**** DATA SUPPLIED

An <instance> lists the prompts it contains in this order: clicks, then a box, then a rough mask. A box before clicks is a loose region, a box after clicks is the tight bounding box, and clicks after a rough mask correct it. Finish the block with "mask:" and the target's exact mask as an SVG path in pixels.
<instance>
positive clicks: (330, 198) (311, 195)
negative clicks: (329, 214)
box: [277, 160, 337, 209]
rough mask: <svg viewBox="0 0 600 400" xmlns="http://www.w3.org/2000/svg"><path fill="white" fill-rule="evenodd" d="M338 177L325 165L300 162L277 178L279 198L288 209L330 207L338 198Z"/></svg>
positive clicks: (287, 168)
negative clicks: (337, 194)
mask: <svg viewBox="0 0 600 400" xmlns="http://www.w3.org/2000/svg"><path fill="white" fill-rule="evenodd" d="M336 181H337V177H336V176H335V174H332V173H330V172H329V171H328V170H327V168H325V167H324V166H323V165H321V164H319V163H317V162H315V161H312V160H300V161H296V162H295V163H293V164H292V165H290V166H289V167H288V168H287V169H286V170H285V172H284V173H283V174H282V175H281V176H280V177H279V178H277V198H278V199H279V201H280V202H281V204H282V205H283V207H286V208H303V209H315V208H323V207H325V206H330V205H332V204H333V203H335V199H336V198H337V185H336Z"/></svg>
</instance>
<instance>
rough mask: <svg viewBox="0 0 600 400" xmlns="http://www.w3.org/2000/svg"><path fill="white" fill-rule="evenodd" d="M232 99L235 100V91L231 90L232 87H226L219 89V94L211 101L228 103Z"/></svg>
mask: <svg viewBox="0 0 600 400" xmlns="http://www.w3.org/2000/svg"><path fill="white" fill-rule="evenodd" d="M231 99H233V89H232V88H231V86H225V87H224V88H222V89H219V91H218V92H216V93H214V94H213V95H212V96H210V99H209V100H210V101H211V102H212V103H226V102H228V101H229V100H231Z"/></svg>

********

Go back to the start of the listing above. Reproduce each line exactly, ending with the line that contains "box: [277, 160, 337, 209]".

SOLUTION -
An <instance> lists the prompts it contains in this order: clicks, then a box, then a rough mask. A box before clicks is a loose region, a box after clicks is the tight bounding box, and clicks after a rough mask correct it. Finish the block with "mask:" and the target's exact mask as an SVG path in pixels.
<instance>
positive clicks: (330, 198) (311, 195)
negative clicks: (329, 214)
box: [277, 160, 337, 209]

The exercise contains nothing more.